Çınar ağacı, kökleriyle toprağa sıkı sıkı tutunan, geniş dallarıyla uzun yıllar; yağmura, rüzgâra, kavurucu sıcağa meydan okuyan her bahar yemyeşil dallarıyla bütün canlılara kucak açan bir ağaçtır, tıpkı Güzel Ana gibi…
Güzel Ana, yıllarca yaşadığı köyünden, akrabalarından, taşı toprağı altın denilen İstanbul’a geldiğinden kökünden sökülmüş çınar fidesiydi. Bir sokum ekmeğin, ağrısız başın uğruna; düşmanın zulmünden İstanbul’a göç eden Dersimli ailelerden biriydi.
Zorlanmaz olur mu, daha önce görmediği, yaşamadığı bir yerde yaşamak onu da zorladı. Zorluğu düşünecek, ağlayıp sızlayacak zamanı yoktu. Anaydı her şeyden önce, ona uzatılan eli; bir avuç toprağı sıkı sıkı kavradı, köklerini saldı.
İnsan, doğduğu topraklardan göç etse de yüreğini orada bırakamıyordu… Nereye giderse gitsin birlikte götürüyor. Güzel Ana’da, düşman zulmünü katliam anılarından iyi tanıyordu. İstanbul’a gelirken düşmana olan kini ve mücadeleci ruhuyla birlikte gelmişti.

(Kayıtlı veriler):
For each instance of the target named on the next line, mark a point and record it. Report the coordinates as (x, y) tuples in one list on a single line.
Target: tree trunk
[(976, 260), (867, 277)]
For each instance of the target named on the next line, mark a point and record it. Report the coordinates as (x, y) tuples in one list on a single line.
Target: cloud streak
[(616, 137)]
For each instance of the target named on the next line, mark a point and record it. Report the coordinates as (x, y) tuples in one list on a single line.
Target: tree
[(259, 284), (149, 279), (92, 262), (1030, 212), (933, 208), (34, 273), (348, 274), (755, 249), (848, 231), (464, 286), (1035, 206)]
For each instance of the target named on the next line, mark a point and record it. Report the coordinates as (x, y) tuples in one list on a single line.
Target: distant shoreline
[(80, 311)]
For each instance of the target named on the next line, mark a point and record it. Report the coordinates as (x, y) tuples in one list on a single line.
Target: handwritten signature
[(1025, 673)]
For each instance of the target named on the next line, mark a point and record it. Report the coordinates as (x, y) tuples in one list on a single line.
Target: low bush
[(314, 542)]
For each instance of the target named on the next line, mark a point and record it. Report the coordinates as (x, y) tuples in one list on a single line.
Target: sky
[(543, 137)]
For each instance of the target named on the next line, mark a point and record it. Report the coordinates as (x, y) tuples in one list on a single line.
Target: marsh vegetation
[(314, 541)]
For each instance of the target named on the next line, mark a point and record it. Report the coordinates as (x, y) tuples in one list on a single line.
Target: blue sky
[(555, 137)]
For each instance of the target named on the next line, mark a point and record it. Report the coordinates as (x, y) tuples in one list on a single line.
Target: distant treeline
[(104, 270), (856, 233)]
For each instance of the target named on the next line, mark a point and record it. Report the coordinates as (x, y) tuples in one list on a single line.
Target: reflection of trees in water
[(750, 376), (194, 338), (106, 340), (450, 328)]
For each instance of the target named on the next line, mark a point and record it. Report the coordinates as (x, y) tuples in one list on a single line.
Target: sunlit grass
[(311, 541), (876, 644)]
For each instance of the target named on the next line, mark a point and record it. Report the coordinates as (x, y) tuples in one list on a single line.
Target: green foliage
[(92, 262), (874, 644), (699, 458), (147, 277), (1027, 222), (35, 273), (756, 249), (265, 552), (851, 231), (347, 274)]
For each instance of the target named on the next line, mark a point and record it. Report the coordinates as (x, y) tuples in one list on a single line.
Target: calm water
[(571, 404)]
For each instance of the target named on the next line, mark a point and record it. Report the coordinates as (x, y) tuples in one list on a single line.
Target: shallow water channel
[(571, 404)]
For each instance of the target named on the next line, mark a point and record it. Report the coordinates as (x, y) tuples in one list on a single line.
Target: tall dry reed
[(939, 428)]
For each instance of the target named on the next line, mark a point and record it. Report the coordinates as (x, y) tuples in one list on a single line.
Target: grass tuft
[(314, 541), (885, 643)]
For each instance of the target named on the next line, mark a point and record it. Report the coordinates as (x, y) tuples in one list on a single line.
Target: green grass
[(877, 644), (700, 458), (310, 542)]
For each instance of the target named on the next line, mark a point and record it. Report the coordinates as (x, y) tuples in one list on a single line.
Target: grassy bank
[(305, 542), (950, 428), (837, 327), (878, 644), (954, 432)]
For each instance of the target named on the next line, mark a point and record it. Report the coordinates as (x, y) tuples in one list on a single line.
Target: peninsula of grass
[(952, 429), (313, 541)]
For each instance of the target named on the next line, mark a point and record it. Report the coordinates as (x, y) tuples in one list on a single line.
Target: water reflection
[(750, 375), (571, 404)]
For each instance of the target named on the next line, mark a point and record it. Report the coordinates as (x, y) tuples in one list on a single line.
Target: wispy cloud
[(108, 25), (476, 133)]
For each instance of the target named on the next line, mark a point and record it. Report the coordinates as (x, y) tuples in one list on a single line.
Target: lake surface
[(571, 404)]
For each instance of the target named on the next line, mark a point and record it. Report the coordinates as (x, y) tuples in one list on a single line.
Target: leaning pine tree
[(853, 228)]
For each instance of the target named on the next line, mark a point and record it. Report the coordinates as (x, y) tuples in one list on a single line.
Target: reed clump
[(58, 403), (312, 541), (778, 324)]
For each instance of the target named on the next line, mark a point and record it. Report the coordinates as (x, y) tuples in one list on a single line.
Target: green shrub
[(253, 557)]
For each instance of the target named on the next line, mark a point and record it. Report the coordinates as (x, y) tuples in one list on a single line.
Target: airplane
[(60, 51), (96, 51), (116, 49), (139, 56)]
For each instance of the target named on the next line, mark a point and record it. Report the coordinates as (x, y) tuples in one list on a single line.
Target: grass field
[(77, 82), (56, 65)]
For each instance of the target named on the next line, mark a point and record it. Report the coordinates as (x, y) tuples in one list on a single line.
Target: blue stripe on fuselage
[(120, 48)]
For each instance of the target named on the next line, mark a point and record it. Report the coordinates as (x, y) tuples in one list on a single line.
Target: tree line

(Yönerge 1):
Okuma parçasına göre aşağıdaki soruları yanıtlayın.
(a) Güzel Ana, İstanbul'a gelişiyle hangi ağacın kökünden sökülmüş fidesine benzetiliyor?
(b) Güzel Ana'nın ailesi, düşmanın zulmünden İstanbul'a göç eden hangi ailelerden biriydi?
(c) Güzel Ana İstanbul'a gelirken neyle birlikte gelmişti?
(Yönerge 2): Okuma parçasında "Çınar ağacı, kökleriyle" sözleriyle başlayıp "Dersimli ailelerden biriydi." sözleriyle biten bölümün hepsini aynen yineleyin.
(Yönerge 3): Okuma parçasındaki "Zorluğu düşünecek, ağlayıp sızlayacak zamanı yoktu." cümlesini İngilizceye çevirin.

(Yazılı yanıt 1):
(a) Çınar ağacının fidesine benzetiliyor.
(b) Dersimli ailelerden biriydi.
(c) Düşmana olan kini ve mücadeleci ruhuyla birlikte gelmişti.

(Yazılı yanıt 2):
Çınar ağacı, kökleriyle toprağa sıkı sıkı tutunan, geniş dallarıyla uzun yıllar; yağmura, rüzgâra, kavurucu sıcağa meydan okuyan her bahar yemyeşil dallarıyla bütün canlılara kucak açan bir ağaçtır, tıpkı Güzel Ana gibi…
Güzel Ana, yıllarca yaşadığı köyünden, akrabalarından, taşı toprağı altın denilen İstanbul’a geldiğinden kökünden sökülmüş çınar fidesiydi. Bir sokum ekmeğin, ağrısız başın uğruna; düşmanın zulmünden İstanbul’a göç eden Dersimli ailelerden biriydi.

(Yazılı yanıt 3): She had no time to think about the hardship or to weep and wail.